### GEKOZEN FRAGMENT

Wat maakt een big band tot een goede big band? De muzikaal leider, het repertoire, de samenstelling van het orkest? De vraag dringt zich op na het tweede concert van het Paradox Jazz Orchestra. Op de onderdelen ‘muzikaal leider’ en ‘repertoire’ is het antwoord gemakkelijk: jazeker, dat draagt bij aan de kwaliteit. Maar ‘de samenstelling’? Die vraag beantwoordde het orkest in woord en daad: maakt bij het PJO niks uit.
Het tweede concert van het Paradox Jazz Orchestra had als draagvlak het fenomeen Buddy Rich, de Amerikaanse jazzdrummer die door hele volksstammen wordt gezien als de beste ooit. Van Rich is zijn opvliegende en vaak agressieve aard bekend. Als het hem uitkwam, gooide hij zonder aanzien des persoons bandleden uit zijn orkest alsof het lege bierblikjes waren. Maakte niet zoveel uit, want alle big bands die hij leidde, draaiden immers in eerste instantie om hem.
Het Paradox Jazz Orchestra trad niet alleen met het werk van Buddy Rich in zijn voetsporen, ook aan mutaties in het orkest ontkwam het niet. Al hadden die niets te maken met de opvliegende aard van de bandleider, wel alles met verhindering van bepaalde bandleden. Op een groep van achttien musici waren er deze avond maar liefst zes vervangers nodig. Maar wie of wat erom maalde? Het Paradox Jazz Orchestra in elk geval niet. Het draaide even geolied als tijdens het eerste concert. Zat even strak in zijn vel, kon de enorme diversiteit van het repertoire met gemak aan en raasde even overdonderend door een laaiend enthousiast en uitverkocht Paradox als een maand eerder.
De kwaliteit van het Paradox Jazz Orchestra lijkt daarmee onaantastbaar. En zijn pril opgedane laaiend-geestdriftige liefde bij het publiek eveneens. Muzikaal leider Jasper Staps – wie had het orkest beter kunnen treffen dan hij, die volkomen naturel zijn liefde voor het orkest en die voor het Buddy-Rich-eerbetoon breed uitwaaierend met het publiek deelde – sprak van ‘niet-te-doen-repertoire’. Geen letter van overdreven, maar het PJO logenstrafte zijn woorden met elke noot af. Van uitbraak van groot wild tot fluwelen kaboutervoetjes; het orkest kan kennelijk alles aan.

######

→ ONDERDELEN OEFENING
**a.** Geef de regels uit de records woordelijk opnieuw weer, beginnend bij het begin van de records en eindigend bij de regel met "pixel 27 196", beide inbegrepen. Laat de afbeeldingen in je antwoord weg.
**b.** Zet het concertverslag over het Paradox Jazz Orchestra voort na de laatste zin.
Het concertverslag en de records hebben elk een andere herkomst.

### GEËXTRAHEERDE RECORDS

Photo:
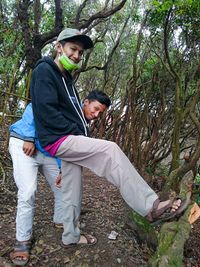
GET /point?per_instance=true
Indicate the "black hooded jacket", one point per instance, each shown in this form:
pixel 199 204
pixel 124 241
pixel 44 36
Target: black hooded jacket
pixel 56 107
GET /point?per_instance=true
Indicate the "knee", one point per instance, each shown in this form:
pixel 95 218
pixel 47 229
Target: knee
pixel 27 196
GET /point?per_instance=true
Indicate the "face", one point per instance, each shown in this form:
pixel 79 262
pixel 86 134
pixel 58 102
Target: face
pixel 93 109
pixel 73 50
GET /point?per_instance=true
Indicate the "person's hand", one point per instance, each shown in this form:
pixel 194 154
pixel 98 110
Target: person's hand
pixel 58 180
pixel 29 148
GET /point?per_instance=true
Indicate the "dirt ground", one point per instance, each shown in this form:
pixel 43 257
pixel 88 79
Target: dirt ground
pixel 103 211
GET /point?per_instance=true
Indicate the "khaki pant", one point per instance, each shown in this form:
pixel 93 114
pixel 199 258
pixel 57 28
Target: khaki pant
pixel 106 159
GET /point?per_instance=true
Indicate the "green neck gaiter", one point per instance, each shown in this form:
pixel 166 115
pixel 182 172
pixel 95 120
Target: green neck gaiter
pixel 67 63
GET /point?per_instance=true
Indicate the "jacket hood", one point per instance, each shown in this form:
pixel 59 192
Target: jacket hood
pixel 49 61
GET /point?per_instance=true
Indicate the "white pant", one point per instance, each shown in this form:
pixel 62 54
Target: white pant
pixel 106 159
pixel 25 170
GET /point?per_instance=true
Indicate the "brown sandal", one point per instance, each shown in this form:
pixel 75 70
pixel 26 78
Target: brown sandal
pixel 21 253
pixel 91 240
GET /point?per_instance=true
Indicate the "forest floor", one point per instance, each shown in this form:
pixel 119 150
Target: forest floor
pixel 103 211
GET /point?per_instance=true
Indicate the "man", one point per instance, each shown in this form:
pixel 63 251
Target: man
pixel 26 162
pixel 63 132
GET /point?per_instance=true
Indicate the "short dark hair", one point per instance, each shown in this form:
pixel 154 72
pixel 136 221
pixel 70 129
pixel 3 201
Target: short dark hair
pixel 99 96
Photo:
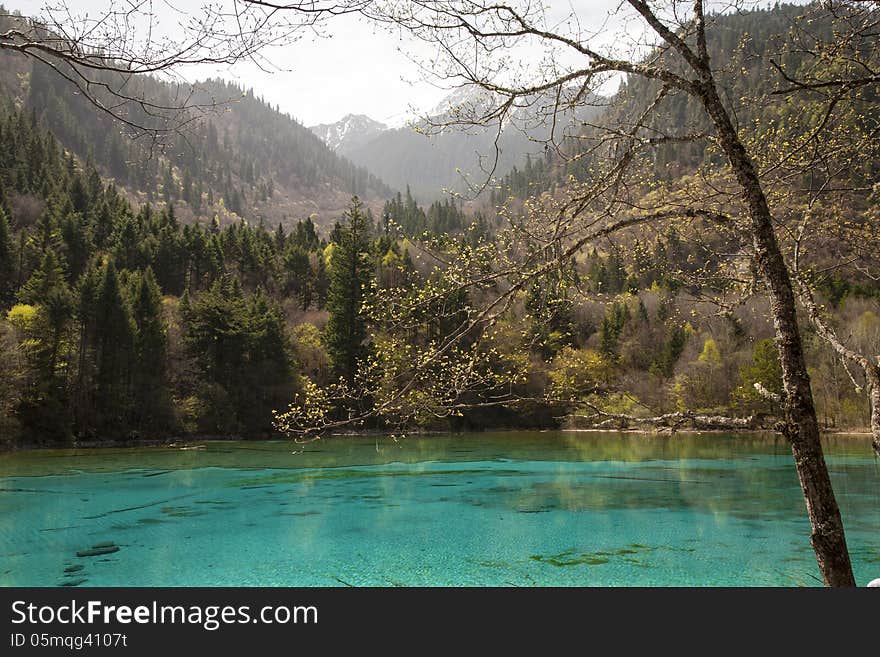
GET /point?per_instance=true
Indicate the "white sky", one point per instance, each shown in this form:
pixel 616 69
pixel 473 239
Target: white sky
pixel 355 69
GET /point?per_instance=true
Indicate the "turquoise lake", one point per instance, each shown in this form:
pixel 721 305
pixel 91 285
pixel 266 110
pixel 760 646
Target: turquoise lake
pixel 489 509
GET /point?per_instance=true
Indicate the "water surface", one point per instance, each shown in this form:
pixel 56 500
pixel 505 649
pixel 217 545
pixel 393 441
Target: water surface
pixel 514 509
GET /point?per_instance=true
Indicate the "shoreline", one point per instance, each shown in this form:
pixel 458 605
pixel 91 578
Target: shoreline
pixel 194 442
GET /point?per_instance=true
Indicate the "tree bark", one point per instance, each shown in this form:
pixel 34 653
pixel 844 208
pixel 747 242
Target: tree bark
pixel 801 426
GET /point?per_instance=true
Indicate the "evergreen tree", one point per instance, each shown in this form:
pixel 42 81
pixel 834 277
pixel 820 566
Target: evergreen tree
pixel 350 274
pixel 7 268
pixel 113 354
pixel 149 386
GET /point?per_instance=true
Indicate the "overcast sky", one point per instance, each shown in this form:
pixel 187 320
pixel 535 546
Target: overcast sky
pixel 354 69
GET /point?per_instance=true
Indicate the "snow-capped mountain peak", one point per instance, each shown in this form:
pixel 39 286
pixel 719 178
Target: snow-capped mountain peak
pixel 349 132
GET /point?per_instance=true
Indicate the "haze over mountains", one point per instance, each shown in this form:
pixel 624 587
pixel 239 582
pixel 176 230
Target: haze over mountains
pixel 431 161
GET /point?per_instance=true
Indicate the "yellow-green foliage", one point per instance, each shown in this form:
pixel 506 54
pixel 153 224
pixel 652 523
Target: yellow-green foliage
pixel 710 355
pixel 576 373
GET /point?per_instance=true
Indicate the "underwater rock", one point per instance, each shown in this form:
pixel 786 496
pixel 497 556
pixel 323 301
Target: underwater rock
pixel 98 550
pixel 73 582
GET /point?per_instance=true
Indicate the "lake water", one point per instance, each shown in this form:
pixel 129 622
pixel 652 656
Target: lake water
pixel 520 508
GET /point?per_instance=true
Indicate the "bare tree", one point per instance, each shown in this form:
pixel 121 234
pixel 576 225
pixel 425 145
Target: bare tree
pixel 101 54
pixel 473 41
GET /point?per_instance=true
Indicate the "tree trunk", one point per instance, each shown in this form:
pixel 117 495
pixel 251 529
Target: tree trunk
pixel 801 427
pixel 873 375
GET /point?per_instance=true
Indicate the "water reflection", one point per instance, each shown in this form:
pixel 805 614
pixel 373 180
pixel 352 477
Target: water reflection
pixel 487 509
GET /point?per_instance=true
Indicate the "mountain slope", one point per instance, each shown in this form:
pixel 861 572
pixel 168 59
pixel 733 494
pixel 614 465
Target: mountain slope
pixel 243 160
pixel 349 132
pixel 427 160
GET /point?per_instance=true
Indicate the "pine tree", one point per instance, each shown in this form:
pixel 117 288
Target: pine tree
pixel 113 354
pixel 350 274
pixel 7 267
pixel 149 386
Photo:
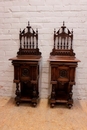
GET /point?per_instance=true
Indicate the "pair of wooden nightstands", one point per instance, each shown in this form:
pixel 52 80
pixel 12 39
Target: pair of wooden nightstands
pixel 27 65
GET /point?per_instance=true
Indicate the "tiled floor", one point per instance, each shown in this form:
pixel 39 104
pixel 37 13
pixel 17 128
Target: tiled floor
pixel 42 117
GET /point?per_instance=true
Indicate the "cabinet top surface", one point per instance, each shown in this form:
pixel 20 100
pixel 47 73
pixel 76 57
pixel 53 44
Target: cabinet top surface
pixel 63 59
pixel 26 58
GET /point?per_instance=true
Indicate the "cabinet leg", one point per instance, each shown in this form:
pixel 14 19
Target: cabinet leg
pixel 52 105
pixel 17 98
pixel 34 104
pixel 34 99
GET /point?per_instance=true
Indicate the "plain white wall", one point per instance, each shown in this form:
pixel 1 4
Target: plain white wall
pixel 44 15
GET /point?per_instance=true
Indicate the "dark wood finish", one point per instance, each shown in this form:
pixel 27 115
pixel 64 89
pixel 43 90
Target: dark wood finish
pixel 26 67
pixel 63 65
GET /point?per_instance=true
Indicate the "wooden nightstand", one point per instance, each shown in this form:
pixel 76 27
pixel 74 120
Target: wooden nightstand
pixel 26 67
pixel 63 65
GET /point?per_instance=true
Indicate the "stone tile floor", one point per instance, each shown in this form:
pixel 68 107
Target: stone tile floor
pixel 42 117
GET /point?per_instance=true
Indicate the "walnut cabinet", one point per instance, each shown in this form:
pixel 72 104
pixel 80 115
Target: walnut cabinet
pixel 63 64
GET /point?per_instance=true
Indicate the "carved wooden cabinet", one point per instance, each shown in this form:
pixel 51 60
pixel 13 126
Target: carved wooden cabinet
pixel 26 67
pixel 63 65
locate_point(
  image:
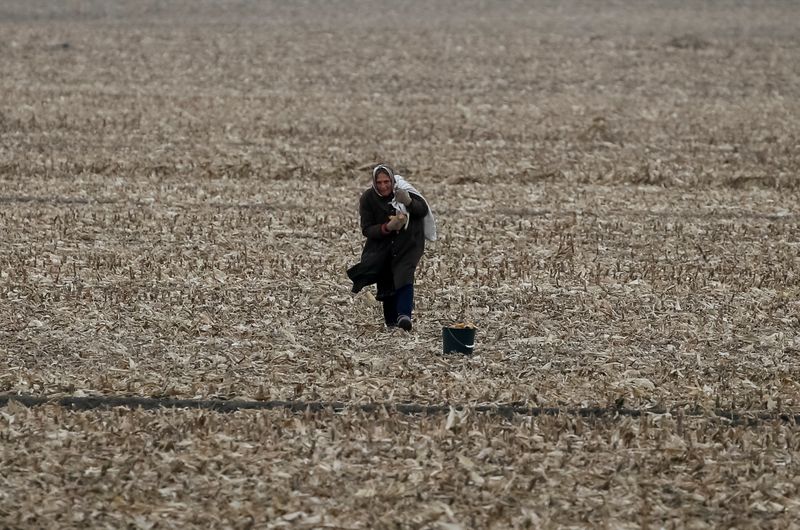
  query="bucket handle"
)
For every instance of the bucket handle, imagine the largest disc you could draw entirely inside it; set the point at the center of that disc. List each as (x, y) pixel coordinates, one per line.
(471, 346)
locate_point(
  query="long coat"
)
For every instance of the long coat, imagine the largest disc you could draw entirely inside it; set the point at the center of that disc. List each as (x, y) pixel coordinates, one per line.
(388, 260)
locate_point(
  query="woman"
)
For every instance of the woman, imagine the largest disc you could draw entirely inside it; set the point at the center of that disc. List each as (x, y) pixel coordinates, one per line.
(396, 220)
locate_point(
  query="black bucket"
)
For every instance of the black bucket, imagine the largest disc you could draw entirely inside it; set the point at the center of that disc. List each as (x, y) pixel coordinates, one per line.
(458, 340)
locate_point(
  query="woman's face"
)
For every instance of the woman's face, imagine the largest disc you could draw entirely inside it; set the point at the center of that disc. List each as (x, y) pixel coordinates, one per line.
(384, 184)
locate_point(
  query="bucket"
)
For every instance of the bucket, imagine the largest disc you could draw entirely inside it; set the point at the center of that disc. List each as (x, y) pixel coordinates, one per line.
(458, 340)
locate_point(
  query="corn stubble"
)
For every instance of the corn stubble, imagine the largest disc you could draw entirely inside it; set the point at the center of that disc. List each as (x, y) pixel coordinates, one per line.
(617, 208)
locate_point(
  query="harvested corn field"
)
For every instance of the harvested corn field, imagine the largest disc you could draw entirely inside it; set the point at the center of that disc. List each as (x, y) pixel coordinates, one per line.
(616, 192)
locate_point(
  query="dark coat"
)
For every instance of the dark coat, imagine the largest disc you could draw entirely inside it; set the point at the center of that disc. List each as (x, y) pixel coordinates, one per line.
(388, 260)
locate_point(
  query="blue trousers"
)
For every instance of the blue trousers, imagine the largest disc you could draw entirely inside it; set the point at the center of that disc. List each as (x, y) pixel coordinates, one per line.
(400, 303)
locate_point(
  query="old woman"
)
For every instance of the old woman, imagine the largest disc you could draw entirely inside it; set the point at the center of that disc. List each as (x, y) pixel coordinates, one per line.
(396, 220)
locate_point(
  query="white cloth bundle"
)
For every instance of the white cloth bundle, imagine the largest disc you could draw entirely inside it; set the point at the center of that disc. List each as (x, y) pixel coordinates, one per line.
(429, 222)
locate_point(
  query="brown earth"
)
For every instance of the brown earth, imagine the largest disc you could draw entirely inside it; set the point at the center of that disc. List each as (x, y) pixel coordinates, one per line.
(616, 189)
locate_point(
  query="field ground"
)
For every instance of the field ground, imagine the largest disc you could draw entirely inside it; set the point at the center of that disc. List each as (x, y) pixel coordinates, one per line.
(616, 189)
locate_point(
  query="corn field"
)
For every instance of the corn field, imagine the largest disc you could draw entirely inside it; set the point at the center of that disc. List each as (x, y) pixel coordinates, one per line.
(616, 188)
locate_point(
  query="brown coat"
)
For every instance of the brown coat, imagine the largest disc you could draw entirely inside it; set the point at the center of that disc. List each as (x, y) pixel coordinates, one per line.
(389, 260)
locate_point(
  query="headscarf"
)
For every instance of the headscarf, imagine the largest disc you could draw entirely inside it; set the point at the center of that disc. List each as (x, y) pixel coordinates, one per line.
(398, 182)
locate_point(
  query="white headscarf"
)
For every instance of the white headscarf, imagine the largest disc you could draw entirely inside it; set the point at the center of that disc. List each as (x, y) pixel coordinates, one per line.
(398, 182)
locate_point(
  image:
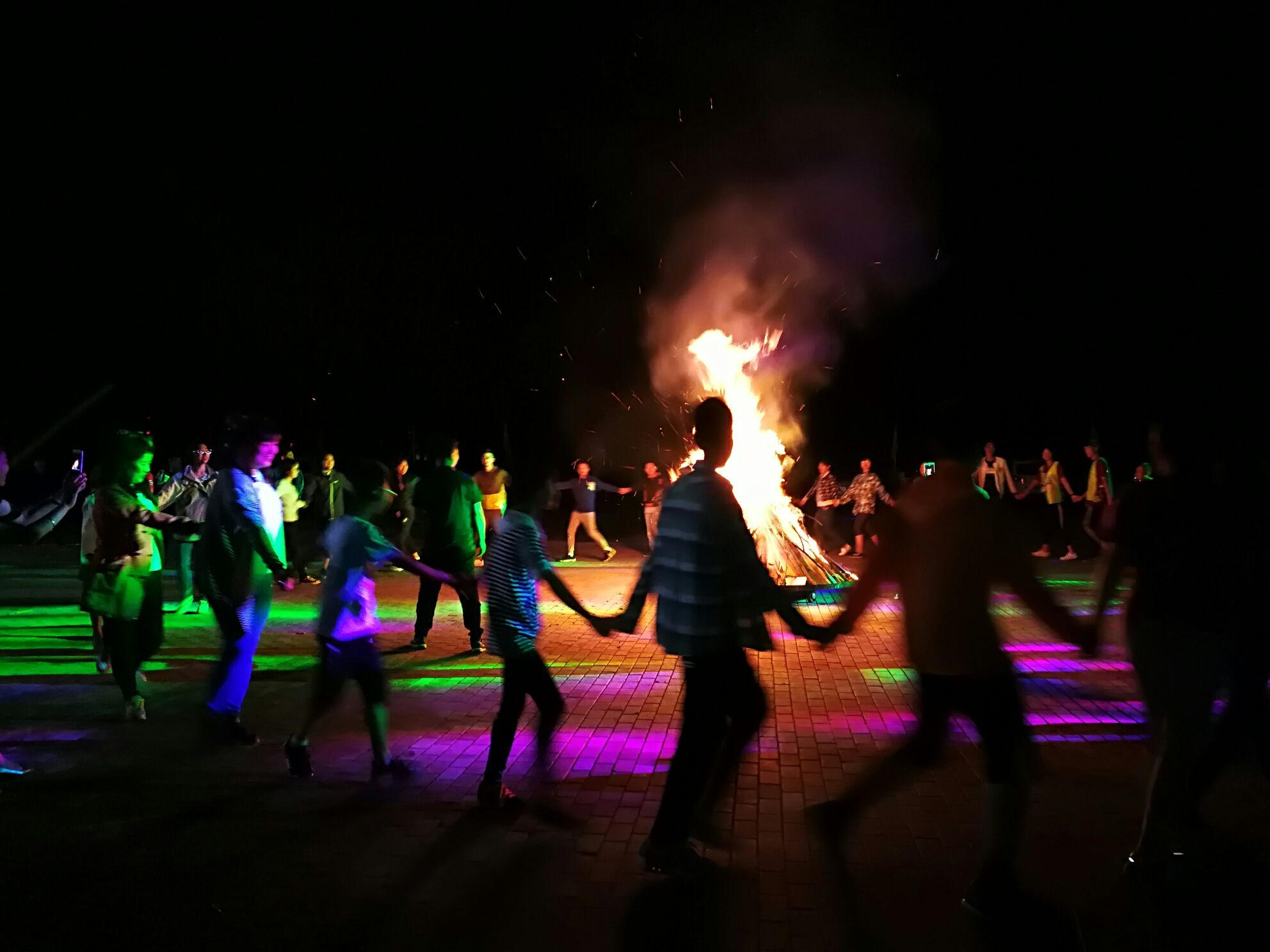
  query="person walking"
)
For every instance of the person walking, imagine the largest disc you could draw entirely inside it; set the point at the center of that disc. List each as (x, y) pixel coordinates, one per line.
(324, 494)
(828, 496)
(451, 512)
(1097, 496)
(125, 578)
(864, 493)
(654, 488)
(187, 494)
(241, 557)
(992, 474)
(712, 593)
(1053, 482)
(492, 481)
(583, 514)
(945, 553)
(348, 623)
(513, 567)
(289, 494)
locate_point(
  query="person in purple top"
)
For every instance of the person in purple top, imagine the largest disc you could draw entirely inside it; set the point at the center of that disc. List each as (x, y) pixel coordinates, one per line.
(584, 489)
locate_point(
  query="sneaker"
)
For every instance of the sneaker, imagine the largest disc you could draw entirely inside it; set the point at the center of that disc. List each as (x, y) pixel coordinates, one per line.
(12, 768)
(394, 767)
(672, 861)
(492, 795)
(299, 763)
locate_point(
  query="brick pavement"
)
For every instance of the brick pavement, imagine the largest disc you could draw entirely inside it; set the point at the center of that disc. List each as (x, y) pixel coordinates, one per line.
(193, 847)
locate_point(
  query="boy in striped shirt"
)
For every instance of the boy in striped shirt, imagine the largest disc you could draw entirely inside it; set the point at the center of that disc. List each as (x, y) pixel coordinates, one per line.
(513, 566)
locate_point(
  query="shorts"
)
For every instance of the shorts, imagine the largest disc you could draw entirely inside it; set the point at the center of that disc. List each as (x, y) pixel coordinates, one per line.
(992, 705)
(356, 659)
(864, 525)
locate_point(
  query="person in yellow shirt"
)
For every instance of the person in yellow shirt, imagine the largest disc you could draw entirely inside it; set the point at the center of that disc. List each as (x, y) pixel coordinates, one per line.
(1098, 495)
(1053, 481)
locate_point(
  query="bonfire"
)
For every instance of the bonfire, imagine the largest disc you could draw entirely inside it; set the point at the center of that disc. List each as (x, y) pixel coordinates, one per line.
(759, 463)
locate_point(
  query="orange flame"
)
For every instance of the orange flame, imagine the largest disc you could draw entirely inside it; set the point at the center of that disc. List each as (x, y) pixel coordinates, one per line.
(759, 461)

######

→ ANTWOORDEN PER OPDRACHT
**a.**
Photo:
GET /point?per_instance=true
Indicate the "black hooded jacket", one point per instance, each shown in this form:
pixel 199 204
pixel 124 241
pixel 44 36
Target: black hooded jacket
pixel 56 107
GET /point?per_instance=true
Indicate the "knee", one point per instance, each shown in this form:
pixel 95 218
pixel 47 229
Target: knee
pixel 27 196

**b.**
De arrangementen die het orkest speelde, glommen van de doordachte verrassingen. In Willowcrest dook een trombonesolo op, met daaronder vier gestopte trompetten, om daarna een sopraansaxofoon jankend door de orkestklank te laten scheuren. En in Channel One Suite werden een solo-tenorsaxofoon, twee fluiten en het lage koper tot een onverbrekelijke samenklank gesmeed. Waar daarna nog een kennismakende drumsolo aan werd toegevoegd.
Kennismakend, omdat als je een eerbetoon inricht voor een drummer, de drummer van jouw orkest alle ogen op zich gericht weet. Slagwerker-van-dienst deze avond was Kevin van den Elzen. Als reïncarnatie van Buddy Rich redde hij zich aardig. Hij had uiteraard niet de adembenemende roffeltechniek en snelheid van de in 1987 overleden 69-jarige Amerikaan, maar de jonge, ooit bij een Osse harmonie begonnen slagwerker paste perfect in de nieuwe Buddy-Richklanken die het Paradox Jazz Orchestra zich eigen had gemaakt.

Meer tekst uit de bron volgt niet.